— Written task A —
Answer these from the excerpt on the Competition Act and prior agreements:
(i) Is the Competition Act retrospective?
(ii) Under the Act, what is made punishable?
(iii) What does Article 20(1) say?
— Written task B —
Carry on writing the excerpt on the Competition Act and prior agreements, picking up after its final sentence.
═════ Document text
2. The agreement prior to coming into force of the new Act was, therefore, certainly
valid, for it was not in breach of any law or affected any law then existing. All acts
done in pursuance of the agreement before the Act came into force would be valid and
cannot be questioned.
3. The question here is whether this agreement, which was valid until coming into force
of the Act, would continue to be so valid even after the operation of the law. The
parties as on today certainly propose to act upon that agreement.
4. But if the parties want to perform certain things in pursuance of the agreement, which
are now prohibited by law, would certainly be an illegality and such an agreement by
its nature, therefore, would, from that time, be opposed to the public policy. If the law
cannot be applied to the existing agreement, the very purpose of the implementation
of the public policy would be defeated. The moment the Act comes into force, it
brings into its sweep all existing agreements.
5. The decision in Rajgopal23 case applies on all fours to the instant case. We are,
therefore, of considered opinion that though the Competition Act is not retrospective,
it would cover all the agreements covered by the Act though entered into prior to the
commencement of the Act and sought to be acted upon.
6. As to the contention of the petitioner that Section 43 of the Agreement prescribed
punishment and therefore the Act is penal in nature the Court held that the Act is not a
penal Act. This is because the Act does not make punishable by itself an act of
entering into an agreement, contrary to the provisions of the Act. Therefore, even if
parties enter into an agreement covered by the Act, that by itself, does not amount to
an offence. What is made punishable is disobedience of the order passed by the
Commission and non-compliance.
7. What Article 20(1)24 says is that no person shall be convicted of any offence except
for violation of law in force. It was contended that on the date the parties entered into
an alliance, there was no prohibition and therefore, it was not void agreement nor was
it repugnant to the statutory provision. Shri Seervai submits that if it was then valid, it
continues to be so valid unless parties want to abandon it. He also submits that even if
the agreement could be said to be in violation now, the Commission cannot take
cognizance of the same as it was valid when the said agreement was entered into. The
Commission, according to him, has no jurisdiction to punish for any breach which
was not an offence when the agreement was entered into.
23
(1995) 2 SCC 630
24
https://www.india.gov.in/sites/upload_files/npi/files/coi_part_full.pdf
8. State of Maharashtra. v. Kaliar Koil Subramaniam25 is the decision on the above
said proposition.
══════════
═════ Data segment
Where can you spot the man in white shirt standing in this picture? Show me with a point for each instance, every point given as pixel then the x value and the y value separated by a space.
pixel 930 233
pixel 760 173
══════════
— Right answer A —
(i) No, the Competition Act is not retrospective.
(ii) Disobedience of the order passed by the Commission, and non-compliance.
(iii) No person shall be convicted of any offence except for violation of law in force.

— Right answer B —
9. In the instant case, the Act does not make breach of Sections 3 and 4 by itself
punishable. Therefore, entering into an agreement, contrary to provisions of law, is
not an offence but such agreement is only void. That may not be enforceable in law.
10. Article 20(1)26 to us has no application to the instant case. If the article is read
carefully, what it prevents to do is the imposition of higher penalty at the time of
conviction, if the law provided lesser at the time of commission of the offence. The
person will have to be convicted in accordance with the punishment provided at the
time of commission of the offence and not in accordance with the law which may be
prevailing at the time of trial and conviction of the offender. The proceedings or the
action of the Commission is at the preliminary stage only. It only seeks to look into
and enquire into/investigate into the terms of the alliance. If Article 20 is to be
applied, there has to be trial or prosecution for the act done prior to the coming into
force of the Act. There is nothing like that.
11. The decision cited to us by Shri Seervai, reported in Soni Devrajbhai
Babubhai v. State of Gujarat27 has no application. Mere enquiry into certain alliance
can in no way be said to be unconstitutional. What is sought to be done by the
Commission is to examine terms of alliance. If it finds that certain terms of the
alliance are repugnant to the Act, it may ask the parties to stop acting upon them or
under Section 27(d) to modify the terms of the said agreement. Therefore, unless and
until the Commission examines all aspects, it cannot come to the conclusion if the
agreement is void and partly valid. The commission alone, upon such examination,
has a right to give such finding.
12. The petitioners cited Virtual Soft Systems Ltd. v. Commissioner of Income Tax,
Delhi I28 in which the Supreme Court held “Section 271 of the Act is a penal
provision and there are well-established principles for the interpretation of such a
penal provision. Such a provision has to be construed strictly and narrowly and not
widely or with the object of advancing the object and intention of the legislature.” In
the case of Tolaram Relumal v. State of Bombay29 it was held by the Court that “If
two possible and reasonable constructions can be put upon a penal provision, the
court must lean towards that construction which exempts the subject from penalty
rather than the one which imposes penalty. It is not competent to the court to stretch
the meaning of an expression used by the legislature in order to carry out the
intention of the legislature.” The same principle was echoed in the judgment of the
five-judge Bench in Sanjay Dutt v. State30, which approved an earlier expression of
the rule by us in Niranjan Singh Karam Singh Punjabi v. Jitendra Bhimraj
25
(1977) 3 SCC 525
26
Constitution of India a book by DK Basu
27
(1991) 4 SCC 298
28
(2007) 9 SCC 665
29
(AIR at pp. 498-99)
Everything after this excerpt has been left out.